====== DATASET RECORDS

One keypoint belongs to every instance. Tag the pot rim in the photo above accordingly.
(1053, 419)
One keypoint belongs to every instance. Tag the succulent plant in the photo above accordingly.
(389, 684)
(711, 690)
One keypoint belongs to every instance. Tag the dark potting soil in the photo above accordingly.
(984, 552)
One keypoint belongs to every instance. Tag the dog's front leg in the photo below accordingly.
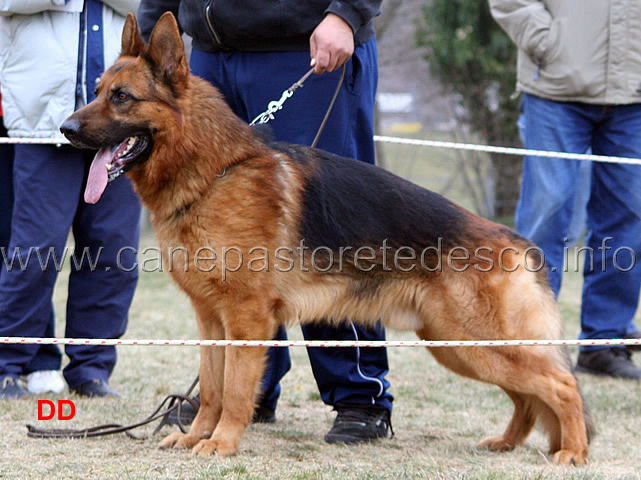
(212, 365)
(243, 370)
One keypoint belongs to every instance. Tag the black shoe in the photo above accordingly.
(10, 389)
(358, 423)
(633, 336)
(187, 412)
(95, 388)
(262, 414)
(614, 362)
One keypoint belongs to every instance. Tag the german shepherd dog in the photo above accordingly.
(346, 241)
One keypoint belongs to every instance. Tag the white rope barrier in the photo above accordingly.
(412, 141)
(506, 150)
(318, 343)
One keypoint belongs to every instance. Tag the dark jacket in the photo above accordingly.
(258, 25)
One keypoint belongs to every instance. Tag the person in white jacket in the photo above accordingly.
(579, 68)
(52, 53)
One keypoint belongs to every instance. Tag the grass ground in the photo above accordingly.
(438, 416)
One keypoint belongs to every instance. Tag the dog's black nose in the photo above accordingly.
(70, 128)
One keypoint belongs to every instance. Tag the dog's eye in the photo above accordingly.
(121, 97)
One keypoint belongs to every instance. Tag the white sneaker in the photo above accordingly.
(44, 381)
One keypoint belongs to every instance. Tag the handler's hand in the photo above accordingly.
(331, 44)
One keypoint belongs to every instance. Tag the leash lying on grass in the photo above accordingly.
(174, 401)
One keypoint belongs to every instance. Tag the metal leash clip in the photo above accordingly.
(275, 105)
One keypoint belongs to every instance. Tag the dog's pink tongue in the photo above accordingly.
(97, 180)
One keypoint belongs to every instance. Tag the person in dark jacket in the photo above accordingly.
(579, 69)
(52, 58)
(252, 51)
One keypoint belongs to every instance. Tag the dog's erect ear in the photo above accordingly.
(132, 42)
(167, 52)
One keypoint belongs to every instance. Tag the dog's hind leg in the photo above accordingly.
(526, 371)
(520, 426)
(212, 363)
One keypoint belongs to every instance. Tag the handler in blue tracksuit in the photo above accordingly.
(53, 57)
(252, 51)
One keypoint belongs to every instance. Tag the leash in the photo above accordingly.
(275, 105)
(174, 401)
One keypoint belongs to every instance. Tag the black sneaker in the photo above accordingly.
(358, 423)
(633, 336)
(95, 388)
(613, 362)
(10, 389)
(262, 414)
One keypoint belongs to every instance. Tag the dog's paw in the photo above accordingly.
(178, 440)
(568, 457)
(205, 448)
(496, 444)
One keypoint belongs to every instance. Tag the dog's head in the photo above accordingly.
(136, 100)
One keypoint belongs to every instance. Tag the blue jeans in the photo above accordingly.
(249, 81)
(611, 276)
(49, 182)
(48, 357)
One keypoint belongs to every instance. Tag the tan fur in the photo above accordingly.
(210, 182)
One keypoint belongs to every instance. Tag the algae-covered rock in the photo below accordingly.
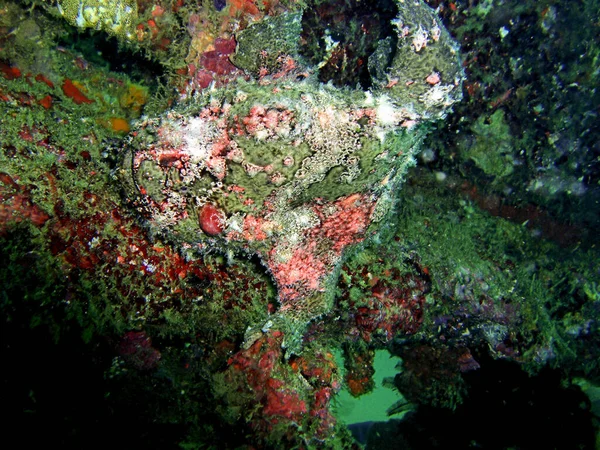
(422, 70)
(291, 171)
(263, 46)
(115, 17)
(492, 147)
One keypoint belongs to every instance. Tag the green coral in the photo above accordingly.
(492, 149)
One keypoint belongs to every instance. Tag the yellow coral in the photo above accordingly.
(133, 99)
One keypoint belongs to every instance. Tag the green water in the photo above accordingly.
(371, 406)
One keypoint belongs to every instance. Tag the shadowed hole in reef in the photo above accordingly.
(504, 407)
(340, 35)
(104, 51)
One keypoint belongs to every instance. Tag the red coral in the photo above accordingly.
(211, 220)
(72, 91)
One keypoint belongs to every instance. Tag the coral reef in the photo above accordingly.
(291, 170)
(201, 203)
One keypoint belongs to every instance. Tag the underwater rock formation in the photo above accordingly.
(278, 165)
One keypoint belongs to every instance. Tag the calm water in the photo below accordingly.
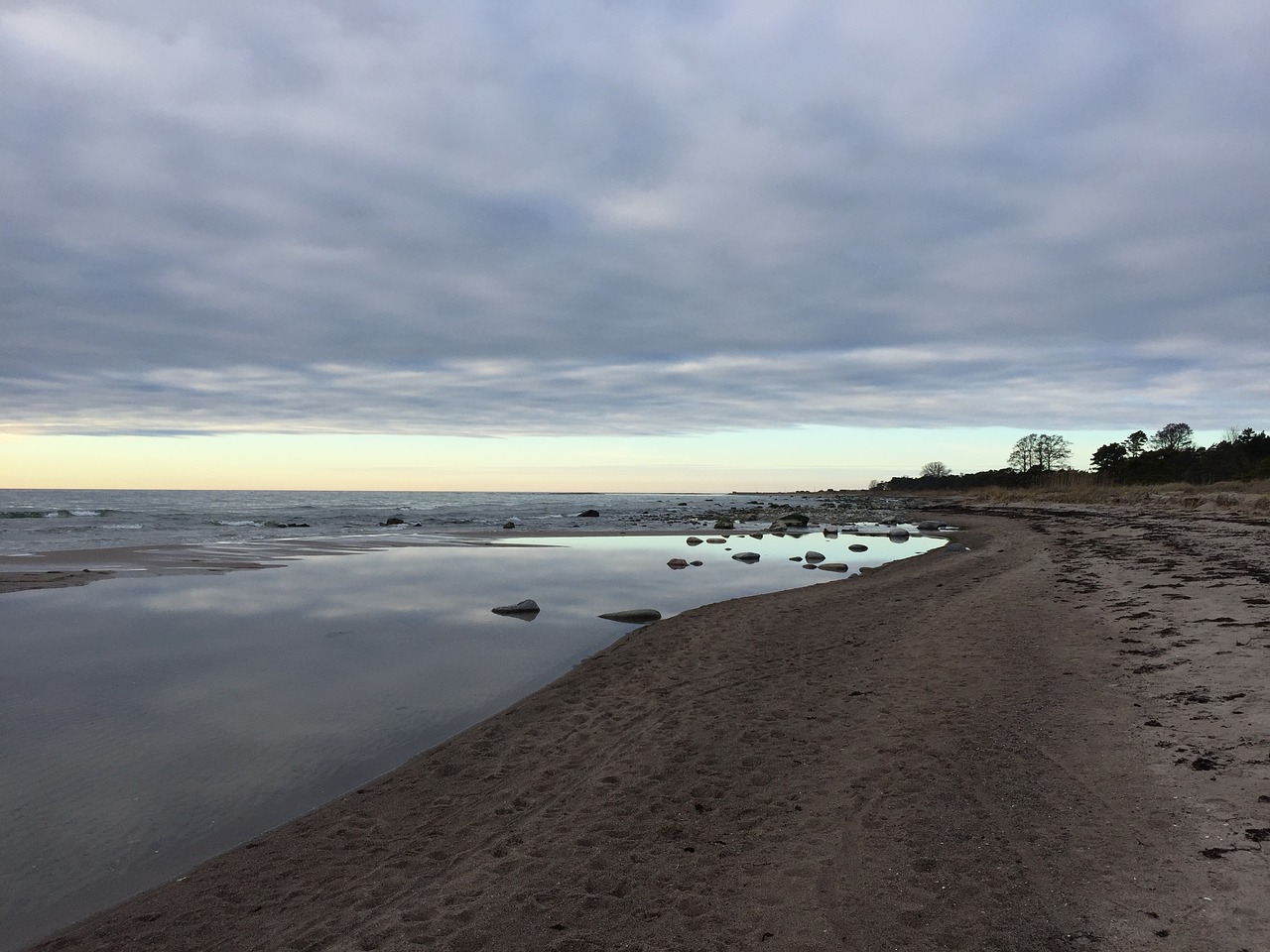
(42, 521)
(150, 722)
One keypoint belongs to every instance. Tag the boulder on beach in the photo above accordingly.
(786, 521)
(636, 616)
(521, 610)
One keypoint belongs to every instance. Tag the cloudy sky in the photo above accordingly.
(675, 244)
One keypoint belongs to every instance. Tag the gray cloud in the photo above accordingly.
(583, 217)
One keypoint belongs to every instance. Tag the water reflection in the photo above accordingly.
(154, 721)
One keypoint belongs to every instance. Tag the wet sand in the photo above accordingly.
(1060, 739)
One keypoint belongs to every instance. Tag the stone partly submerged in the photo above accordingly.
(790, 521)
(521, 610)
(635, 616)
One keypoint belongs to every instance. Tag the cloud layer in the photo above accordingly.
(587, 217)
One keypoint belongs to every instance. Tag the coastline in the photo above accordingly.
(955, 752)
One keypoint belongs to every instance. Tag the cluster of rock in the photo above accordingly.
(527, 610)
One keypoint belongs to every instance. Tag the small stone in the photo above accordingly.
(636, 616)
(526, 607)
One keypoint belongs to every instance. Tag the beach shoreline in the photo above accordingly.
(953, 752)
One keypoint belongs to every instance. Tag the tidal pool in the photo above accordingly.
(151, 722)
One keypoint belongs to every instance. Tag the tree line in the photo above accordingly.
(1167, 456)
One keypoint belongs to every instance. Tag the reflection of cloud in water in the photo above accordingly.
(157, 712)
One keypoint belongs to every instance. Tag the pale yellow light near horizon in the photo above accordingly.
(772, 460)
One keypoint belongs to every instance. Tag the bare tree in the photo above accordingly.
(1053, 451)
(1039, 449)
(1174, 436)
(1023, 457)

============

WHAT IS EXPECTED: Leave out the pictures and retype every line above exactly.

CORRECT ANSWER:
One keypoint belongs to every instance. Tag the pot rim in the photo above accordingly.
(1053, 419)
One keypoint belongs to every instance. Tag the succulent plant in the photo above accordingly.
(389, 684)
(711, 690)
One keypoint belongs to every instance. Tag the dark potting soil in the photo above accordingly.
(984, 552)
One keypoint belongs to every instance. Tag the dog's front leg in the photo below accordingly.
(212, 365)
(243, 370)
One keypoint belongs to every instance. Tag the black shoe in the photo above accordingly.
(10, 389)
(358, 423)
(633, 336)
(187, 412)
(95, 388)
(262, 414)
(614, 362)
One keypoint belongs to every instance. Tag the german shepherd dog in the photo above accordingly.
(346, 241)
One keypoint belongs to every instance. Tag the white rope barrier in the photo above accordingly.
(412, 141)
(506, 150)
(318, 343)
One keypoint belongs to every instance. Tag the dark jacket in the photo above accordingly.
(258, 25)
One keypoint belongs to every instance. Tag the person in white jacket in the photo above accordingly.
(579, 68)
(52, 53)
One keypoint belongs to every instance. Tag the grass ground in the photo above accordingly.
(438, 416)
One keypoint belongs to every instance. Tag the dog's black nose in the photo above accordingly.
(70, 128)
One keypoint belongs to every instance. Tag the dog's eye in the photo above accordingly.
(121, 97)
One keypoint belongs to every instance. Tag the white sneaker in the photo above accordingly.
(44, 381)
One keypoint belongs to every instance. Tag the handler's hand in the photo above accordingly.
(331, 44)
One keypoint belongs to every instance. Tag the leash lying on grass in the photo above accordingly.
(174, 401)
One keypoint belongs to every instance. Tag the metal leash clip in the photo above accordingly.
(275, 105)
One keypoint belongs to every instance. Tag the dog's pink tongue in the photo above accordingly.
(97, 180)
One keypoint belongs to every instance. Tag the person in dark jacket in the photo above accordingly.
(579, 69)
(52, 58)
(252, 51)
One keypoint belongs to every instance. Tag the dog's erect ear in the photo above accordingly.
(132, 42)
(167, 52)
One keypoint belongs to every instance. Tag the dog's hind leg in the photo above accordingly.
(526, 371)
(520, 426)
(212, 363)
One keypoint belongs to every instance. Tag the handler in blue tracksuit in the photo above accordingly.
(53, 57)
(252, 51)
One keypoint belongs to every instance. Tag the leash in the photo above accordingly.
(275, 105)
(174, 401)
One keypoint belongs to every instance. Tag the black sneaker in the photo above accordingly.
(358, 423)
(633, 336)
(95, 388)
(613, 362)
(10, 389)
(262, 414)
One keypoint belongs to every instance. Tag the dog's paw in the photo above accordingly.
(178, 440)
(568, 457)
(205, 448)
(496, 444)
One keypoint belongs to every instance. Tag the dog's head in the photo above accordingly.
(136, 100)
One keypoint belongs to every instance. Tag the blue jeans in the photo above accordingly.
(249, 81)
(611, 276)
(49, 182)
(48, 357)
One keypoint belongs to every instance. Tag the tan fur in the photo above accordingly.
(210, 182)
One keypoint belongs to every instance. Tag the algae-covered rock in the photo below accordingly.
(422, 70)
(291, 171)
(263, 46)
(115, 17)
(492, 147)
One keypoint belongs to every instance. Tag the green coral in the photo above accordingly.
(492, 149)
One keypoint belongs to every instance. Tag the yellow coral in the photo above accordingly.
(133, 99)
One keypoint belongs to every instance. Tag the green water in the photo above accordingly.
(371, 406)
One keypoint belongs to every instance. Tag the shadowed hole in reef in the photo above accordingly.
(504, 407)
(340, 35)
(104, 51)
One keypoint belongs to every instance. Tag the red coral in the photo above accordingly.
(211, 220)
(72, 91)
One keypoint belongs to every instance. Tag the coral reef in the photo above accordingly.
(291, 170)
(201, 203)
One keypoint belongs to every instance. Tag the underwater rock formation in the photo above accordingly.
(278, 165)
One keypoint belongs to every instance. Tag the calm water in the photo below accordingly.
(42, 521)
(150, 722)
One keypoint belongs to every instance. Tag the boulder on beach in the photo above accordingly.
(786, 521)
(636, 616)
(521, 610)
One keypoint belongs to every instance. Tag the cloudy sky in the photo above accordingly.
(675, 244)
One keypoint belongs to every instance. Tag the gray cloud in the photo above accordingly.
(583, 217)
One keypoint belongs to every instance. Tag the water reflection in the photo above accordingly.
(154, 721)
One keypoint belongs to every instance. Tag the wet sand in the photo above accordingly.
(1060, 739)
One keypoint belongs to every instance. Tag the stone partly submerged in the photo above accordingly.
(790, 521)
(521, 610)
(635, 616)
One keypoint belongs to every instance. Tag the cloud layer in the photo above accordingly.
(587, 217)
One keypoint belongs to every instance. Tag the coastline in the photo above accordingly.
(955, 752)
One keypoint belongs to every instance. Tag the cluster of rock in the photo above accordingly.
(527, 610)
One keypoint belongs to every instance. Tag the small stone in the photo above accordingly.
(636, 616)
(526, 607)
One keypoint belongs to every instance. Tag the beach shoreline in the photo above accordingly.
(953, 752)
One keypoint belongs to every instance. Tag the tidal pool in the photo above accordingly.
(151, 722)
One keypoint belongs to every instance. Tag the tree line in the photo above accordingly.
(1167, 456)
One keypoint belongs to every instance. Tag the reflection of cloud in water in the photo above accordingly.
(157, 712)
One keypoint belongs to every instance. Tag the pale yellow light near horizon in the photo above accordingly.
(772, 460)
One keypoint belongs to every instance. Tag the bare tree in the photo above accordingly.
(1053, 451)
(1039, 449)
(1174, 436)
(1023, 457)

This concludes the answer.